Source passage:
Finding first 'header' of email/news

Post by Eric Fisch » Fri, 22 Jul 1994 11:28:57



Quote:>    I want a way to find the _first_ header of an email/News
>    article, but not using C or perl. Here's the scenario:
>I want a solution that finds the line numbers of the first header of
>each article containing a 'Subject:' header.
>The solution should use awk, sed, grep or other "standard" UNIX commands
>and should be written in a csh-compatible syntax (no flames please!).
>I'm _not_ looking for solutions written in C, perl or other languages.

well, you're awfully picky in your requirements, but if ex(1) isn't
too arcane, you can do something like

echo '1i

.
g/^Subject: /?^$?+1#
q!' | ex $filename | awk '{print $1 - 1}'

which will insert a blank line at the start of the mail file, then
search for all the subject lines, at each instance going back to the
previous blank line (which is why you need one at the start), then
printing the next line and its number.  Ex then exits without saving
changes (q!), then awk gets each of the line numbers and subtracts
one from it.

Much better would have been just to save in mbox format, but I guess
it's too late for that.

Insert backslashes before the newlines if you're using csh, because
it'll yell at you otherwise.

eric
who just learned how to do this today...

[Point annotation dataset records]
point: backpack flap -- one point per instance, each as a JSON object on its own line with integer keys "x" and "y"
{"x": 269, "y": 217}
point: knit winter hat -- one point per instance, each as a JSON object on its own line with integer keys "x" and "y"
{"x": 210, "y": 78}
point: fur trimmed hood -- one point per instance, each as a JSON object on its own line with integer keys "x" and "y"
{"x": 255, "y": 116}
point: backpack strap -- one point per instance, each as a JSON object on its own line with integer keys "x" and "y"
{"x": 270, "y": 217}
* * *
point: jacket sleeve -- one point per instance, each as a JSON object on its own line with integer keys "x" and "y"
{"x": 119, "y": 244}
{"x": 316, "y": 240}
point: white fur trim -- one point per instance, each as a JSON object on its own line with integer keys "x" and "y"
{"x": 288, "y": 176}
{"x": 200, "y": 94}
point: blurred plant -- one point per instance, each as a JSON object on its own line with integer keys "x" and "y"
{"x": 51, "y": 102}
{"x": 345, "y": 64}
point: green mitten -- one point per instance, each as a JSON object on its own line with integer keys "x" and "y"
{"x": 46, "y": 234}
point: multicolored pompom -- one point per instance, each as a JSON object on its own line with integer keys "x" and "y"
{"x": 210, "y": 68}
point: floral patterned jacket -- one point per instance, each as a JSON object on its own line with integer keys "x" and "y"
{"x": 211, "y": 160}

What to work on: Quote the forum post on finding an email's first header word for word, everything from "Finding first 'header'" down to "a 'Subject:' header.".

Solved problem:
Finding first 'header' of email/news

Post by Eric Fisch » Fri, 22 Jul 1994 11:28:57



Quote:>    I want a way to find the _first_ header of an email/News
>    article, but not using C or perl. Here's the scenario:
>I want a solution that finds the line numbers of the first header of
>each article containing a 'Subject:' header.